* _JOB_: Return every line of the rows below word for word, and leave the pictures out of your answer.

* _TASK DATA_:
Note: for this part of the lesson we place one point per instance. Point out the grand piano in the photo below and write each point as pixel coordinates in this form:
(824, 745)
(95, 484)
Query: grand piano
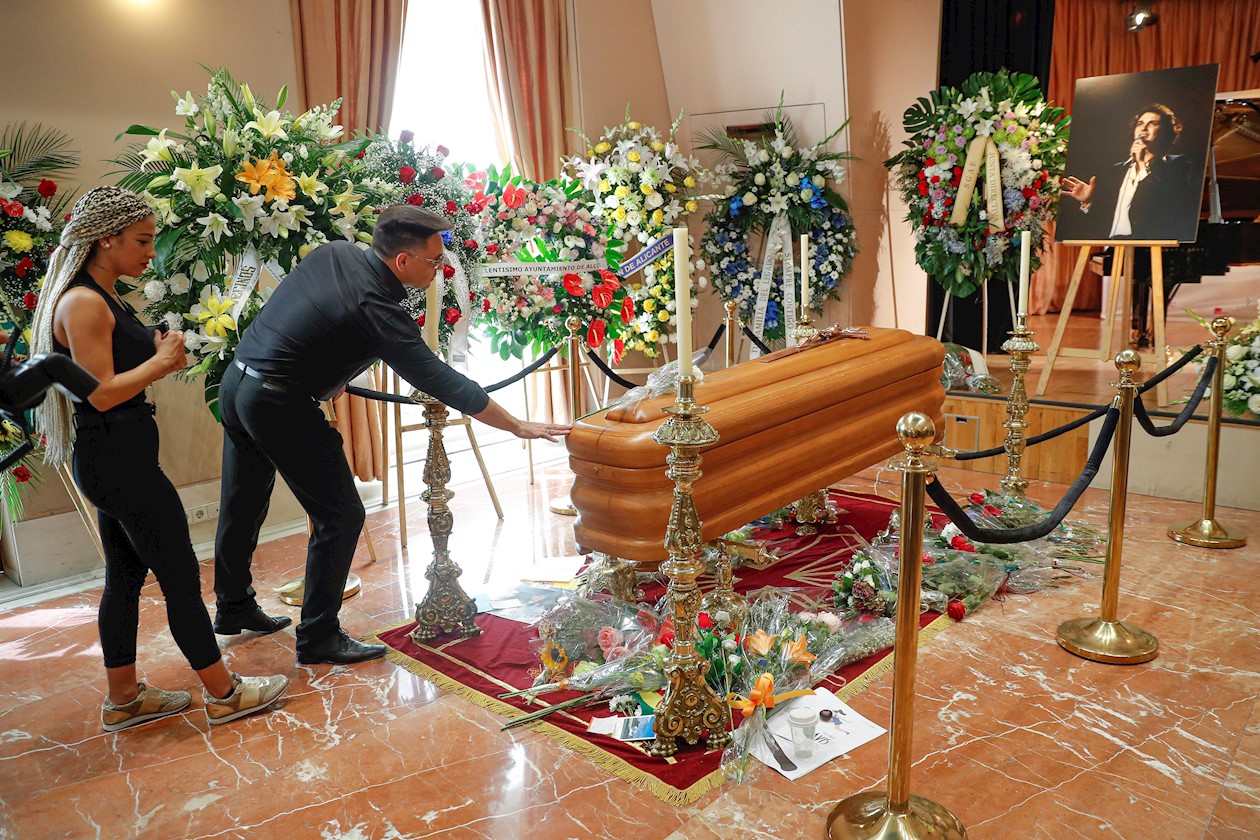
(1229, 231)
(789, 423)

* _FULL ANSWER_:
Note: for this part of the lesson we place one point per instance. Point out the grand piano in the photo below and write each point as pixel coordinates in this form:
(824, 745)
(95, 484)
Query: grand piano
(1229, 231)
(789, 423)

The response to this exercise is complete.